Exercise requirements:
Copy out the records again. Change nothing.

(Referring expression pointing data)

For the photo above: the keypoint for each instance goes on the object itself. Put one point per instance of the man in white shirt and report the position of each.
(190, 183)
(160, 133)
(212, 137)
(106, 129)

Exercise result:
For the photo above: the keypoint for each instance goes on the object itself. Put one point per instance of the man in white shirt and report the position of each.
(190, 183)
(160, 133)
(212, 137)
(106, 129)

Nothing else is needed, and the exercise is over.